**Travail à faire:**
1 > Reproduisez à l'identique le passage de l'article qui va de « Les études africanistes » à « africains de l’année. ».
2 > Répondez, s'il vous plaît, à ces questions d'après l'article :
(a) À quel âge Toni Morrison est-elle morte ?
(b) Sur combien de pays d'Afrique porte l'étude consacrée aux dépenses militaires ?
(c) De quelle année datent les élections kényanes évoquées ?
3 > Poursuivez l'article sur l'actualité des études africaines en reprenant juste après sa dernière phrase.

**Article:**
Les processus de réconciliation renforcent-ils ou atténuent-ils les divisions ayant mené au conflit? Et quand sont-ils pertinents? Eléments de réponse par Milena Dieckhoff
Publications
Je lirai avec plaisir le dernier ouvrage de Terrence Lyons sur la politique éthiopienne.
On lira cet article sur le travail des observateurs lors des élections kényanes de 2017,  celui-ci sur l’impact des dépenses militaires sur l’industrialisation de 35 pays d’Afrique entre 1990 et 2015. Excellent papier de Nina Willen, Gérard Birantamije et David Ambrosetti sur la professionnalisation de l’armée burundaise.
J’ai hâte de découvrir cette nouvelle publication « Contemporary French Security Policy in Africa. On Ideas and Wars ».
Les études africanistes sont en pleine expansion d’après l’éditeur de l’African Studies Review  mais ça n’est pas encore très visible dans les enseignements et que la diversité manque au sein de l’édition.
Pensées
Pour Souleymane Bachir Diagne : « Décoloniser les imaginaires, ce n’est pas s’opposer ou mener une guerre d’indépendance, mais considérer qu’il n’y a pas d’humanités séparées et qu’il n’y a pas un lieu qui serait seul le théâtre de l’histoire universelle
Culture
L'écrivaine américaine Toni Morrison, première femme noire à recevoir le Prix Nobel de Littérature, est morte à l'âge de 88 ans.
La rentrée littéraire voit la sortie de plusieurs ouvrages consacrés à l’Afrique et ICI on trouvera un classement des meilleurs films africains de l’année.

**Données fournies:**
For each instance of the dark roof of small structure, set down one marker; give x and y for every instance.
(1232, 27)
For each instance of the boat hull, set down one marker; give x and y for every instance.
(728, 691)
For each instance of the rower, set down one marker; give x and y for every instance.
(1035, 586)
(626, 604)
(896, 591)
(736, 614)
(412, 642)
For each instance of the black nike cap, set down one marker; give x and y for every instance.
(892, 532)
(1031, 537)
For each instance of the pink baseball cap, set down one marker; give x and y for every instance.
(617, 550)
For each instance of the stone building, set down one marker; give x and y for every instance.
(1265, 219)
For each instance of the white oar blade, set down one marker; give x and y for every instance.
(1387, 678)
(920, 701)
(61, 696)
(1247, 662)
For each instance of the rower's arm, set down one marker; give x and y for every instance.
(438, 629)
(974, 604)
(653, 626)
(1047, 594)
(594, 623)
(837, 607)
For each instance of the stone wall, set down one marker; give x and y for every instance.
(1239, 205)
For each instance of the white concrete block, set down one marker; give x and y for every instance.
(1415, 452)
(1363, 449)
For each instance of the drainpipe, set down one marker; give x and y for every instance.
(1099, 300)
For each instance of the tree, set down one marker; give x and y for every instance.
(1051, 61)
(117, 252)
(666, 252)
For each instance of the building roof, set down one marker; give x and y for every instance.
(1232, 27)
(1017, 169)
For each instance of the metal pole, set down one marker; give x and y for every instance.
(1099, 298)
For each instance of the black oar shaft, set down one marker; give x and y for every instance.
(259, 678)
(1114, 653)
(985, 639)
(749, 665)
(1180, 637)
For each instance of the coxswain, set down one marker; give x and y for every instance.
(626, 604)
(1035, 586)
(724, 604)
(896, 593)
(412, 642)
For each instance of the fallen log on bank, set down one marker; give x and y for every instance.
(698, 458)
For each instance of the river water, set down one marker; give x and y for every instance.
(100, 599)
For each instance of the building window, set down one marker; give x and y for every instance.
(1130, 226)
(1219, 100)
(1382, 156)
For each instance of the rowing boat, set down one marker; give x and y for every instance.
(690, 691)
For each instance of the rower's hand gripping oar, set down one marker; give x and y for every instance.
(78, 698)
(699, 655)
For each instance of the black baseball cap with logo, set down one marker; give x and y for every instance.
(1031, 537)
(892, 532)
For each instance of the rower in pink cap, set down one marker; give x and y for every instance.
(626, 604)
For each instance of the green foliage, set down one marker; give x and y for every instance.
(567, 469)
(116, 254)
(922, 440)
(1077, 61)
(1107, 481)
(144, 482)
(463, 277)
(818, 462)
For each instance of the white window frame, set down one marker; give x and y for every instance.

**Réponses:**
1 >
Les études africanistes sont en pleine expansion d’après l’éditeur de l’African Studies Review  mais ça n’est pas encore très visible dans les enseignements et que la diversité manque au sein de l’édition.
Pensées
Pour Souleymane Bachir Diagne : « Décoloniser les imaginaires, ce n’est pas s’opposer ou mener une guerre d’indépendance, mais considérer qu’il n’y a pas d’humanités séparées et qu’il n’y a pas un lieu qui serait seul le théâtre de l’histoire universelle
Culture
L'écrivaine américaine Toni Morrison, première femme noire à recevoir le Prix Nobel de Littérature, est morte à l'âge de 88 ans.
La rentrée littéraire voit la sortie de plusieurs ouvrages consacrés à l’Afrique et ICI on trouvera un classement des meilleurs films africains de l’année.

2 >
(a) 88 ans
(b) 35 pays
(c) 2017

3 >
Les 10 finalistes pour le Prix des cinq continents, organisé par  l’Organisation internationale de la Francophonie sont dévoilés. Il récompense chaque année un texte de fiction narratif d’expression française.
Conférences et appels à communications 
L’AEGES organise son colloque annuel à Paris sur le thème Guerre et corps. Pour soumettre un article ou un panel : ICI
Ne manquez pas la Masterclass Global Actors for Peace organisée par la faculté de droit de l’Université Catholique de  Lille. La journée du jeudi 19 sera consacrée à l’Afrique avec une conférence  « Peace from the Bottom » de Séverine Autesserre et en soirée, une conférence-débat avec projection du documentaire “L’homme qui répare les femmes” en présence de sa réalisatrice Colette Braeckman et de Sylvie Humbert Membre de la Commission de chercheurs pour l’étude des archives françaises du Rwanda (2019).
Un AAC est lancé pour la journée d’études « Quand le sud pense le nord : défis méthodologiques, enjeux épistémologiques » organisé le 13 décembre. La date limite pour l'envoi des propositions de communication est le 30 septembre 2019, à l'adresse : je.quandlesudpenselenord@gmail.com
Global Integrity s’apprête à lancer la huitième édition des Indicateurs d’Intégrité en Afrique, en partenariat avec la Fondation Mo Ibrahim, et cherche des journalistes professionnels, universitaires, acteurs d’organisations non-gouvernementales et/ou du secteur privé ayant une expérience avérée dans la conduite d’entretiens et la recherche documentaire.
Vous avez jusqu’au 25 octobre pour répondre à l’AAC de Politique africaine «  Rwanda : la trajectoire de l’État après le génocide ».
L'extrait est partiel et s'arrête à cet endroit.